═════ Entries supplied

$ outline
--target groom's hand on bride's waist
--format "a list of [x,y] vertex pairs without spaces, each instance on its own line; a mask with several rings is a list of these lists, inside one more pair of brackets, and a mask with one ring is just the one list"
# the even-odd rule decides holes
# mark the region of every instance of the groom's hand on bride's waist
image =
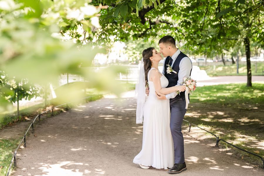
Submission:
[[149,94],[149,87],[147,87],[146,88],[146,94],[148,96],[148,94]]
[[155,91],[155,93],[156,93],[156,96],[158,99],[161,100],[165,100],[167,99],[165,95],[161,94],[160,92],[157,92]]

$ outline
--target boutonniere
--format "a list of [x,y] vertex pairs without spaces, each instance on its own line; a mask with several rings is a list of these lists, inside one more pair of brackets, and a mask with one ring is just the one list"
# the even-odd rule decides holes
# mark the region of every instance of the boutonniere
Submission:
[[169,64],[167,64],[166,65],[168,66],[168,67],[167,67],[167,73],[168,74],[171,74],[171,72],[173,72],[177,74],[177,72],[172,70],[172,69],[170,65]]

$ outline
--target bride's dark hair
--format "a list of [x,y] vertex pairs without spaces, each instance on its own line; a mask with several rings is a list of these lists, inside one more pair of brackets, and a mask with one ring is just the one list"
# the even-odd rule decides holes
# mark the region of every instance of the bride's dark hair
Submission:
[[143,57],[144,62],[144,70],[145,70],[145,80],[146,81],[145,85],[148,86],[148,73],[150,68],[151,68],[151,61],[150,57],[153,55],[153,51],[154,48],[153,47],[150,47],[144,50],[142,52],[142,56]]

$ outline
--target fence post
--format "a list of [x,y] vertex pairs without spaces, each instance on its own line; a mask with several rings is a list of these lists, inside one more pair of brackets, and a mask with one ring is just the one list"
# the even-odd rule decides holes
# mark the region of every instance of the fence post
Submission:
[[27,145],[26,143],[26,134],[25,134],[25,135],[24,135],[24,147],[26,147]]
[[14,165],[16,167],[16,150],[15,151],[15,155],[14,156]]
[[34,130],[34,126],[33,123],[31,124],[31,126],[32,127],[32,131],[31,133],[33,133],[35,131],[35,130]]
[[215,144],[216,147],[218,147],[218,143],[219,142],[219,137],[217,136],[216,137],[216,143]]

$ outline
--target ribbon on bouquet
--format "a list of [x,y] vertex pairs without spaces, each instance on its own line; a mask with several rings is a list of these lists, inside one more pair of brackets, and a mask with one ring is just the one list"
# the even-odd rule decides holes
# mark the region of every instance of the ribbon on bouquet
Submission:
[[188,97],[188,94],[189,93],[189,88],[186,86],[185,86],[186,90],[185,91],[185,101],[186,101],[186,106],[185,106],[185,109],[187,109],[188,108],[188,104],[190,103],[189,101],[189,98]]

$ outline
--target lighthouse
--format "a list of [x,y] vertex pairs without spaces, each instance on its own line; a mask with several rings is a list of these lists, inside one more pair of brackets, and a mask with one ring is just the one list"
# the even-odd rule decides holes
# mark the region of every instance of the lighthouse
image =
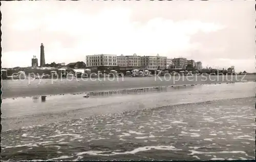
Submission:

══════════
═════ Entries supplied

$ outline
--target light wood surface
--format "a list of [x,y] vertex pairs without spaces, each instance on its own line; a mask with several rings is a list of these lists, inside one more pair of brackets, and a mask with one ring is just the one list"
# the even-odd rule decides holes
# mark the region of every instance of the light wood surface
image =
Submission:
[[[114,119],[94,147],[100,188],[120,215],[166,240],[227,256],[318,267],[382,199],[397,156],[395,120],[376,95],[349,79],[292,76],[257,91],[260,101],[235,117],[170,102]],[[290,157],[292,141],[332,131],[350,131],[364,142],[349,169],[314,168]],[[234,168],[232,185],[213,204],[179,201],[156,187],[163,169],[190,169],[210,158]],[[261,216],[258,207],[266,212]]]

══════════
═════ Entries supplied

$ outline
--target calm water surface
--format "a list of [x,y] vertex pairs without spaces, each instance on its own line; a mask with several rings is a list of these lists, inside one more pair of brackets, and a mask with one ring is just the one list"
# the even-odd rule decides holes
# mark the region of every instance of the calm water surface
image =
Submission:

══════════

▸ What is expected
Locate every line in the records above that contains the string "lighthouse" and copy each of those lines, matching case exactly.

▸ Expected output
--target lighthouse
# mark the region of every instance of the lighthouse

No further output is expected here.